▸ EXERCISE DETAILS
Display each line in the entries below that contains the word "mustache", copying the lines unchanged.

▸ RECORDS FOR THE TASK
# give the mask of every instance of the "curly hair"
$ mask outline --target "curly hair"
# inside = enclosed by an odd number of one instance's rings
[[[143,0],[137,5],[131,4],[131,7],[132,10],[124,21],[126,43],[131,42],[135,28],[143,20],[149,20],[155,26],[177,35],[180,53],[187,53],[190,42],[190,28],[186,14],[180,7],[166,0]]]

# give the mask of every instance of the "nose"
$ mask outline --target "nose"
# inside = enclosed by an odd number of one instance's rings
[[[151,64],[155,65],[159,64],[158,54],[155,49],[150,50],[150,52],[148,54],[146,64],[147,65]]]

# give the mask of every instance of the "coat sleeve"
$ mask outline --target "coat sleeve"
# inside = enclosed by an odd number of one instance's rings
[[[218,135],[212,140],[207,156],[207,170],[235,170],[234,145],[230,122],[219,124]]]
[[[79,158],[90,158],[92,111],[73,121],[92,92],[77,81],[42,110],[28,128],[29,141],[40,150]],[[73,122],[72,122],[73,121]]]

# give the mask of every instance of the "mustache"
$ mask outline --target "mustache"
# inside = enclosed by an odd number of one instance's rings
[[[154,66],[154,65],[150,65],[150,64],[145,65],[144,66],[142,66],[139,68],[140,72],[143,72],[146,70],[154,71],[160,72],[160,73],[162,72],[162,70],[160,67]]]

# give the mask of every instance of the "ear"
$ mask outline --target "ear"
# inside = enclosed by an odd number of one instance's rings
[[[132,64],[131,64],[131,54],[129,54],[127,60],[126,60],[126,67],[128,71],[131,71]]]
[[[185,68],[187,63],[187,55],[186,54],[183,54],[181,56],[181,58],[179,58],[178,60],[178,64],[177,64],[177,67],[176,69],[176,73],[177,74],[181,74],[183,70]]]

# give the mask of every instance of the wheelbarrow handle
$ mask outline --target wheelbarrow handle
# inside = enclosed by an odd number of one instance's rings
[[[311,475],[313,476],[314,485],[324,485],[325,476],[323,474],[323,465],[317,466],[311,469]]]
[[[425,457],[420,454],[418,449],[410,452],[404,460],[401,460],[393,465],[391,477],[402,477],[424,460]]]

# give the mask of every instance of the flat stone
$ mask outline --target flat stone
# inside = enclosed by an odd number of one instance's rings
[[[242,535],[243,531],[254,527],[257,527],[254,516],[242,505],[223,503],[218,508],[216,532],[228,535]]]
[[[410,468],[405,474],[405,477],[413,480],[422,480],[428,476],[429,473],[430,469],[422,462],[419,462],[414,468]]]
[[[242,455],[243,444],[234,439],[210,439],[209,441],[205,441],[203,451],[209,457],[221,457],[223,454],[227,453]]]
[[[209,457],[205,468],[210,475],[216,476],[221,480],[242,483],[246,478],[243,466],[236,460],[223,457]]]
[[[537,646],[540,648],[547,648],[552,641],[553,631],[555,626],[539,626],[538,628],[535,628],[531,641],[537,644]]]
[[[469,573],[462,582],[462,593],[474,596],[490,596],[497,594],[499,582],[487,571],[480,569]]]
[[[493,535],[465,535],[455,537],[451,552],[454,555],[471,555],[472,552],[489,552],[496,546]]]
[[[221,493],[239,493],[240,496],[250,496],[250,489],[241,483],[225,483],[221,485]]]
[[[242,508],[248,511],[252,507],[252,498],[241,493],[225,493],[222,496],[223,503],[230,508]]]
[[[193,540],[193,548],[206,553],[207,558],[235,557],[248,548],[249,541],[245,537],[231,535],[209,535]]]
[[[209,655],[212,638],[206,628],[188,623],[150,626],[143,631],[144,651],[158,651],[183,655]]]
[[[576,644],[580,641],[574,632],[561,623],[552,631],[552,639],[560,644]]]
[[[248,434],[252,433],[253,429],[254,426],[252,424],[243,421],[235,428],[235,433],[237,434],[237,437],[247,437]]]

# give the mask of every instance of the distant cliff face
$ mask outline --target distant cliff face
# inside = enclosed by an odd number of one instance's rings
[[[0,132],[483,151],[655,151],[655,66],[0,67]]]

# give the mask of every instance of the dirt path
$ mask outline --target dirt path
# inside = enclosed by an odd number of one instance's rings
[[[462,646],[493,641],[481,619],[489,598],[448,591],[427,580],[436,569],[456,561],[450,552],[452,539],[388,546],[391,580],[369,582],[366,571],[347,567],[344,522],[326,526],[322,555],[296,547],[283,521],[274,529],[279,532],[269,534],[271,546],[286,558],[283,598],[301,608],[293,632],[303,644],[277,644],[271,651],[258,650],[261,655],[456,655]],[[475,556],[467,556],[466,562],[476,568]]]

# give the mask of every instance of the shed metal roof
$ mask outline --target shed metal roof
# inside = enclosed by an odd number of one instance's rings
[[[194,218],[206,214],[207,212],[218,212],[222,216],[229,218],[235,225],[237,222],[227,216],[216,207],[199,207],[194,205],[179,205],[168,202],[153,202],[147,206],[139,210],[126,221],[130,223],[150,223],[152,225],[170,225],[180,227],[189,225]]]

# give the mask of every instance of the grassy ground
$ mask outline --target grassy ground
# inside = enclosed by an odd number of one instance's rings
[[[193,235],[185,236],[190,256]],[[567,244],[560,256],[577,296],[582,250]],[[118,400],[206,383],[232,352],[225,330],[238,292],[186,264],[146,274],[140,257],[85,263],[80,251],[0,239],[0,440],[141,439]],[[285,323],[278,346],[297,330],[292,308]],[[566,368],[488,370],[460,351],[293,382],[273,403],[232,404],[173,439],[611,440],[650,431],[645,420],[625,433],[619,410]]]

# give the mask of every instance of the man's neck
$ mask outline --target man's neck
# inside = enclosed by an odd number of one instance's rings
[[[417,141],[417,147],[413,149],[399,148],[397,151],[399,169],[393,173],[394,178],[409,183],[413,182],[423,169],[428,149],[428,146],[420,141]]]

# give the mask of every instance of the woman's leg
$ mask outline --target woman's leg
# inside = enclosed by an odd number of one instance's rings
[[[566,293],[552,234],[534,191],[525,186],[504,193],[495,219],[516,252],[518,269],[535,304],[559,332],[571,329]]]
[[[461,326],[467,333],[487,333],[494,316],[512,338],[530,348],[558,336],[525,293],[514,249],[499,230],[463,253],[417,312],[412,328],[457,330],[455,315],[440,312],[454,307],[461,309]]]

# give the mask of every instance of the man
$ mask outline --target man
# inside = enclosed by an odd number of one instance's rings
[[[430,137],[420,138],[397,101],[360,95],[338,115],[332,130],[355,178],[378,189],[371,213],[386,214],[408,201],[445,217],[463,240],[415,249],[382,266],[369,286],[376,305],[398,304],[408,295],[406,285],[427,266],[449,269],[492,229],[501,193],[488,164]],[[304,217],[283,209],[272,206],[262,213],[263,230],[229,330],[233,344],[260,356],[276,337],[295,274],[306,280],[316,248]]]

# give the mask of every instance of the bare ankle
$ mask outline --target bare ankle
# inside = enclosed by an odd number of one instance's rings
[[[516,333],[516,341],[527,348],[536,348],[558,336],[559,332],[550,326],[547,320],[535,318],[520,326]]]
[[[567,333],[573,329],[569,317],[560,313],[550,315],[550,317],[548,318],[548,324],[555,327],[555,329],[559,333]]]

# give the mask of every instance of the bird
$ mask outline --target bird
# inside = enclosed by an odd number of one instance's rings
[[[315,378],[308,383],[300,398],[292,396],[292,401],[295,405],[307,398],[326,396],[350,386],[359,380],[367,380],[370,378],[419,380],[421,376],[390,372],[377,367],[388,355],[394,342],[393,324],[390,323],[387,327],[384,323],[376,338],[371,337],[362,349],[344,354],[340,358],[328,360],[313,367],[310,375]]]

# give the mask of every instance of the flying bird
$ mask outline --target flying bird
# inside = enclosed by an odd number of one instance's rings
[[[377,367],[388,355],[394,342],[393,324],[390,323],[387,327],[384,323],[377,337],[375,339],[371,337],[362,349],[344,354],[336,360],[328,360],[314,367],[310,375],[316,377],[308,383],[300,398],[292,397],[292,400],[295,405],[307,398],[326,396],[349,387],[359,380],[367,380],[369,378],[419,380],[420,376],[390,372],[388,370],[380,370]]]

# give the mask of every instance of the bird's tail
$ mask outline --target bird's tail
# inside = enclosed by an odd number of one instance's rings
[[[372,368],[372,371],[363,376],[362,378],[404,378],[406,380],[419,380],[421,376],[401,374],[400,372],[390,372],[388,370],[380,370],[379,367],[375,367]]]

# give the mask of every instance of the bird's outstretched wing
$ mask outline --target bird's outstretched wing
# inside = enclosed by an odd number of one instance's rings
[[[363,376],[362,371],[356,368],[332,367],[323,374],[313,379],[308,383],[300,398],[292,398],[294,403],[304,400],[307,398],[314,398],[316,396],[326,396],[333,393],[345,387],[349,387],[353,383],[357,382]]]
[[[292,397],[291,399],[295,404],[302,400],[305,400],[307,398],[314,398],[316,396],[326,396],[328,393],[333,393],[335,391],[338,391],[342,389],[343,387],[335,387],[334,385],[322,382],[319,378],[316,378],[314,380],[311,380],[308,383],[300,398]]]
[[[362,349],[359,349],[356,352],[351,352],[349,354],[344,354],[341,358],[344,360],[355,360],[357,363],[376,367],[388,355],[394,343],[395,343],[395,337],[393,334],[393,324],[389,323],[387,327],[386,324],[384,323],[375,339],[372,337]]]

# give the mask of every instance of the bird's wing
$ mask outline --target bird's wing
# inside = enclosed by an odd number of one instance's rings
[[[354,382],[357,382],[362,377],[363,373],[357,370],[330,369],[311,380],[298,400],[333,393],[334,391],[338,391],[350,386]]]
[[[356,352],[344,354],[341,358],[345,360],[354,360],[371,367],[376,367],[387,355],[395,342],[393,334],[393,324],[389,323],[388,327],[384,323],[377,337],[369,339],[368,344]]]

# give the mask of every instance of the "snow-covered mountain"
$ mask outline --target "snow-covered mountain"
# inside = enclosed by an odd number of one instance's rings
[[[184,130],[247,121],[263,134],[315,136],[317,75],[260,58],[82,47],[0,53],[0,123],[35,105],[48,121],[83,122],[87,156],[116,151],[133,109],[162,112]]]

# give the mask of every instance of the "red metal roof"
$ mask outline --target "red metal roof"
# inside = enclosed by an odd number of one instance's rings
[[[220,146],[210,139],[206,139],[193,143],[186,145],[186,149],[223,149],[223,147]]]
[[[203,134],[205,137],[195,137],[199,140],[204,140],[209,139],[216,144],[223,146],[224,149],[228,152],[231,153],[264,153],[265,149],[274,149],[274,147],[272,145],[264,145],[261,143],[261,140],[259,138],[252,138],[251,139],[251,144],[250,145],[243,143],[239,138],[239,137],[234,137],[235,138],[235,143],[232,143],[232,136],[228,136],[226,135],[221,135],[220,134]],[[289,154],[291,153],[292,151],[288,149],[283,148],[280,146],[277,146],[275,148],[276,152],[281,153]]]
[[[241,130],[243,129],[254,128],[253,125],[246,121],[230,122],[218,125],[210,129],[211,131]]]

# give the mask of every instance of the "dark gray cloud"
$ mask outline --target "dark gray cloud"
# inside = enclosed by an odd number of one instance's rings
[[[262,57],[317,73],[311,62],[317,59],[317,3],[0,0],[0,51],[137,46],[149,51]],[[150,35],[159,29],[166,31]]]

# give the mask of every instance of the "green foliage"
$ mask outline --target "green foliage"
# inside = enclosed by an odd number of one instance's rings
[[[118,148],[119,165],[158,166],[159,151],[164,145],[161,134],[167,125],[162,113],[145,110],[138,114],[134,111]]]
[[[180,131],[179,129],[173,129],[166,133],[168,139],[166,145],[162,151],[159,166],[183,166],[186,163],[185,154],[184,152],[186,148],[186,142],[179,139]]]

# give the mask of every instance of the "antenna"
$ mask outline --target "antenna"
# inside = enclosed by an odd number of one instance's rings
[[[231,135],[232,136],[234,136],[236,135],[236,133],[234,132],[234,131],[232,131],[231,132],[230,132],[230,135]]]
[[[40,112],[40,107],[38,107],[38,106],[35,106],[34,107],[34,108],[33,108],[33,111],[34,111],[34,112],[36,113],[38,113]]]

▸ FINISHED TASK
# give the mask of every instance of the "mustache"
$ mask outline --target "mustache"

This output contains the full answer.